Exercise: Your answer should be the complete set of entries, transcribed exactly.

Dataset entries
....

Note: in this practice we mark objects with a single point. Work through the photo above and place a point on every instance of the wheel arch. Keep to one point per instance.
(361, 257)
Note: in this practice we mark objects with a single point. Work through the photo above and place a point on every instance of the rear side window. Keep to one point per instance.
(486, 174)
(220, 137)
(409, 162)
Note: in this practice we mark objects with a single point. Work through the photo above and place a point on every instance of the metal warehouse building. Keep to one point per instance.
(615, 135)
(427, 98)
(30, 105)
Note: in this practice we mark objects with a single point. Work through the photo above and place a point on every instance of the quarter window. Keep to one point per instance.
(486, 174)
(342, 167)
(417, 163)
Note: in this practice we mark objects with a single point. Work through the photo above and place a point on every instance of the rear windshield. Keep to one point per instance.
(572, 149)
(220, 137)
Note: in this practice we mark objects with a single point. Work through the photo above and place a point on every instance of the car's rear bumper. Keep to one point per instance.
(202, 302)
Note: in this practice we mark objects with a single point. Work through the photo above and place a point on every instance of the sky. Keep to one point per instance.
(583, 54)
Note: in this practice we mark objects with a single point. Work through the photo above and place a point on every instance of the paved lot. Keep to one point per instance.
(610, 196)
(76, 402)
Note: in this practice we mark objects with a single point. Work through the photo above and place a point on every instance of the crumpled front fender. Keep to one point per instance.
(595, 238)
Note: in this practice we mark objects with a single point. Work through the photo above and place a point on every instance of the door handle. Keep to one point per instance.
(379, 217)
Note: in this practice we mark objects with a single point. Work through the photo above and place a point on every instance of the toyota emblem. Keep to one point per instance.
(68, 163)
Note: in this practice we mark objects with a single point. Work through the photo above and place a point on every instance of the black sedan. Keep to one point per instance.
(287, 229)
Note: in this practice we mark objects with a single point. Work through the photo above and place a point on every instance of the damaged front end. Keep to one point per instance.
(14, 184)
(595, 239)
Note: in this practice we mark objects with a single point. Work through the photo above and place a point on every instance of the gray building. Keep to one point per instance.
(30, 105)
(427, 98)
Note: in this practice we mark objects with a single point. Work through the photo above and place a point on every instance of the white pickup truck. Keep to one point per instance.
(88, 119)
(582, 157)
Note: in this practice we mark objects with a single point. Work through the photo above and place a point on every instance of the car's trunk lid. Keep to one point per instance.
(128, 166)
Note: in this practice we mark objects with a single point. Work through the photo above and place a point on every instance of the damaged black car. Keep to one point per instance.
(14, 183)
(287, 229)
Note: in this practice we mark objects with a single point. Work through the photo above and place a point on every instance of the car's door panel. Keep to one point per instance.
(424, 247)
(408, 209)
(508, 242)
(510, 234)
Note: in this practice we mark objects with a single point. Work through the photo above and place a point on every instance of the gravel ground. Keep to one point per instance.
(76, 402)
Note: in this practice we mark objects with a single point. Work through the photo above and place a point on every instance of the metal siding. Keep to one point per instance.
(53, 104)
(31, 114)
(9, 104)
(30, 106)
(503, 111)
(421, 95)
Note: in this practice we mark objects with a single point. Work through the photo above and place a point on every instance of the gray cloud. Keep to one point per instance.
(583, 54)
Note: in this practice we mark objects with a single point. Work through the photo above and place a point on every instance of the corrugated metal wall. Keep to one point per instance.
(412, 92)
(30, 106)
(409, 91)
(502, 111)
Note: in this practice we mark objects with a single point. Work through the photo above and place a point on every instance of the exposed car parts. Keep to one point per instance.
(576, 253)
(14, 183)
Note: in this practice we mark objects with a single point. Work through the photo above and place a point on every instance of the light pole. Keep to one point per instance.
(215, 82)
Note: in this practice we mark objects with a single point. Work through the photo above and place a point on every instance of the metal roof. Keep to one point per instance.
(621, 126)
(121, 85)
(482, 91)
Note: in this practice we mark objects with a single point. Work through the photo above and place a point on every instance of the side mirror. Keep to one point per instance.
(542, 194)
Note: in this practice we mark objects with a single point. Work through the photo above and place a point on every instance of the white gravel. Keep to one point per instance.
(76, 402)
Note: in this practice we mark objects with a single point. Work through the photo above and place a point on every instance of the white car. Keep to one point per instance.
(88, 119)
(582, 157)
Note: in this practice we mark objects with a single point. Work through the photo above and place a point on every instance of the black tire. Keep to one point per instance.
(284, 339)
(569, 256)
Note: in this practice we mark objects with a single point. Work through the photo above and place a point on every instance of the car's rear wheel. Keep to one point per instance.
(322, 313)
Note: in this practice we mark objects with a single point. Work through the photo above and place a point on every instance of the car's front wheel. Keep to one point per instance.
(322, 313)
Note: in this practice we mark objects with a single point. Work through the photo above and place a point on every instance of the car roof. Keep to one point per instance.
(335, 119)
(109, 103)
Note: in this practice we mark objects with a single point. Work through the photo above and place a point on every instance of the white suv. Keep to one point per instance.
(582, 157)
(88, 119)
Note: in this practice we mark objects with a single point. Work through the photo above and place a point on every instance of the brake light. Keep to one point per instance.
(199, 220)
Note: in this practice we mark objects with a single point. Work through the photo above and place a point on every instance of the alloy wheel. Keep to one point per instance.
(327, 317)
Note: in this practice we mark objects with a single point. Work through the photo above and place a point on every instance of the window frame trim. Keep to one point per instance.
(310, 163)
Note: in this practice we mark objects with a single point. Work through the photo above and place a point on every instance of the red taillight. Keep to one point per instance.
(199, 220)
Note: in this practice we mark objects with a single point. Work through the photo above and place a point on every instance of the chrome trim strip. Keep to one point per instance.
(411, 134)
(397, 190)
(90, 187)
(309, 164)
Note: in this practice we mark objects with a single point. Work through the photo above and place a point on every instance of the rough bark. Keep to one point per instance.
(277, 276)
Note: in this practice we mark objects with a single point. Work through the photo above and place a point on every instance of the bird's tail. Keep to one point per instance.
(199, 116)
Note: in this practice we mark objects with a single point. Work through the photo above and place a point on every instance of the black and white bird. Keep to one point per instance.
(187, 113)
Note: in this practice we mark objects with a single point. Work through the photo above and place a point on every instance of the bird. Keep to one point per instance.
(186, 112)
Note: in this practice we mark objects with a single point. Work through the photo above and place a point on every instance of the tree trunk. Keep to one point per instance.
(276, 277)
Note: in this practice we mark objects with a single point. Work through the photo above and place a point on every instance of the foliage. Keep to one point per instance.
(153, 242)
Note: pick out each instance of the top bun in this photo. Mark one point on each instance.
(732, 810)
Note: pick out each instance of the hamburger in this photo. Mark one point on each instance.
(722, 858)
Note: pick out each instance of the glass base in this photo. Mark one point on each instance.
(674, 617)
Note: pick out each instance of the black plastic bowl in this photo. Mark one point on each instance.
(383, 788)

....

Answer:
Note: in this practice we mark objects with a single point. Work through the photo above and place a point on every instance of the wheel arch. Keep to one point per instance.
(361, 257)
Note: in this practice we mark objects with a single point. Work through the photo above and place a point on every instance of the rear side window. Keep to one point per instance.
(486, 174)
(220, 137)
(409, 162)
Note: in this practice we mark objects with a single point. Work through the photo above and place a point on every instance of the metal warehouse building. Keep to one point per instance.
(615, 135)
(427, 98)
(30, 105)
Note: in this practice we mark objects with a single point. Work through the photo above and place a point on every instance of the quarter window. Keep to one point per instance.
(486, 174)
(342, 167)
(417, 163)
Note: in this practice we mark objects with a single point. Work through the photo above and place a point on every instance of the rear windshield. Keep to one point per instance.
(572, 149)
(220, 137)
Note: in this practice we mark objects with a single point. Work through the photo above and place a point on every instance of the car's rear bumper. Keep to one point per instance.
(202, 302)
Note: in this practice we mark objects with a single point. Work through the photo above and place a point on every instance of the sky. Keep to one point per instance.
(583, 54)
Note: in this practice we mark objects with a single point. Work through the photo above and place a point on every instance of the paved lot. Keep to one point per instance.
(610, 196)
(76, 402)
Note: in this practice we mark objects with a single point. Work through the photo above and place a point on every instance of the crumpled front fender. Keep to one point per instance.
(595, 238)
Note: in this practice we mark objects with a single point. Work through the photo above and place a point on every instance of the door handle. Keep to one point per instance.
(379, 217)
Note: in this practice we mark objects with a single point. Work through the photo above and place a point on every instance of the toyota emblem. Keep to one point per instance.
(68, 163)
Note: in this practice we mark objects with a single point. Work through the photo above and place a point on every instance of the black sedan. Keep to one point per instance.
(287, 229)
Note: in this practice we mark objects with a single point. Work through the photo above and place a point on every instance of the damaged front end. Keep to one point per instance.
(14, 184)
(595, 239)
Note: in this practice we mark objects with a single point. Work through the photo above and place a point on every instance of the gray building. Keep to one point per instance.
(30, 105)
(427, 98)
Note: in this practice we mark objects with a single point. Work through the photo above and place a point on every instance of the white pickup truck. Keep to one point per instance.
(88, 119)
(582, 157)
Note: in this practice we mark objects with a single point. Work through the photo above and place a point on every instance of the car's trunk lid. Keep to one point per instance.
(128, 166)
Note: in this practice we mark objects with a single point. Work through the photo above and place a point on every instance of the damaged black car. Keep to one point per instance.
(14, 183)
(287, 229)
Note: in this practice we mark objects with a single point. Work through the photo above and place a point on every instance of the car's door panel. Keep to one point per instance.
(424, 247)
(408, 209)
(508, 242)
(510, 234)
Note: in this practice we mark objects with a single point. Work through the photo above and place a point on every instance of the gravel ground. Keep to one point per instance.
(76, 402)
Note: in this practice we mark objects with a single point. Work through the photo above and place a point on every instance of the metal siding. Keep to one point per instance.
(53, 104)
(31, 114)
(9, 104)
(30, 106)
(503, 111)
(421, 95)
Note: in this practice we mark objects with a single point. Work through the photo above and place a point on every instance of the gray cloud. Keep to one point per instance.
(583, 54)
Note: in this practice we mark objects with a single point. Work through the photo above and place a point on every instance of the corrugated metal wall. Keep to one point per instance.
(412, 92)
(30, 106)
(409, 91)
(502, 111)
Note: in this practice we mark objects with a single point. Work through the photo above and place a point on every instance of the exposed car parts. Keep to one point per instance.
(576, 253)
(14, 183)
Note: in this practice we mark objects with a single point. Work through the photo above and place a point on every instance of the light pole. Keep to one point per instance.
(215, 82)
Note: in this practice we mark objects with a single point. Work through the photo above and place a point on every instance of the metal roof. Keep to one point per instance.
(621, 126)
(121, 85)
(482, 91)
Note: in this practice we mark objects with a single point. Work through the photo above and place a point on every instance of the side mirror. Keep to one point per instance.
(542, 194)
Note: in this practice we mark objects with a single point. Work through the photo above and place a point on every instance of the white gravel. Keep to one point per instance.
(76, 402)
Note: in this practice we mark objects with a single point. Work through the photo above and place a point on every instance of the white car. Keep to one point per instance.
(88, 119)
(582, 157)
Note: in this practice we mark objects with a single point. Work through the photo above and place a point on every instance of the black tire. Keep to one point per instance.
(284, 339)
(569, 256)
Note: in this practice we mark objects with a single point. Work through the photo above and place a point on every instance of the car's rear wheel. Keep to one point per instance.
(322, 313)
Note: in this practice we mark objects with a single point. Work through the photo above and place a point on every instance of the car's front wheel. Keep to one point per instance.
(322, 313)
Note: in this practice we mark objects with a single point. Work through the photo above and place a point on every instance of the car roof. Keep to one point per instance.
(335, 119)
(109, 103)
Note: in this practice we mark objects with a single point. Work through the photo above and place a point on every instance of the white suv. Keep to one point per instance.
(582, 157)
(88, 119)
Note: in this practice we mark objects with a single point. Work through the photo above and place a point on every instance of the brake light. Keep to one point per instance.
(199, 220)
Note: in this practice we mark objects with a single point. Work through the photo above and place a point on every instance of the alloy wheel. Keep to one point per instance.
(327, 317)
Note: in this practice we mark objects with a single point. Work through the photo above and place a point on every instance of the window frame trim. Keep to one point per instance.
(310, 163)
Note: in this practice we mark objects with a single point. Work through the photo above and place a point on every instance of the red taillight. Keep to one point per instance.
(199, 220)
Note: in this practice we mark objects with a single point. Work through the photo above and place a point on every instance of the chrome trim strip. Keep to one point per instance.
(411, 134)
(397, 190)
(90, 187)
(309, 164)
Note: in this practice we mark objects with a single point. Work through the photo above and place a point on every instance of the rough bark. Keep to one point per instance.
(277, 276)
Note: in this practice we mark objects with a single point. Work through the photo above and place a point on every instance of the bird's tail. Keep to one point per instance.
(199, 116)
Note: in this practice we mark objects with a single point. Work through the photo above and place a point on every instance of the black and white bird. Keep to one point per instance.
(187, 113)
Note: in this practice we mark objects with a single point. Work through the photo above and place a point on every instance of the bird. Keep to one point per instance.
(186, 112)
Note: in this practice we mark objects with a single point. Work through the photo above and place a point on every instance of the tree trunk. Keep to one point per instance.
(276, 277)
Note: in this practice we mark objects with a single point. Work through the photo above and place a point on every instance of the foliage. Keep to one point per instance.
(153, 242)
Note: pick out each instance of the top bun in this photo. Mark one point on each instance.
(732, 810)
Note: pick out each instance of the hamburger in this photo. Mark one point on each instance.
(722, 858)
Note: pick out each instance of the glass base in this photo. Mark one point on each instance.
(674, 617)
Note: pick out each instance of the black plastic bowl in this photo. Mark one point on each instance.
(383, 788)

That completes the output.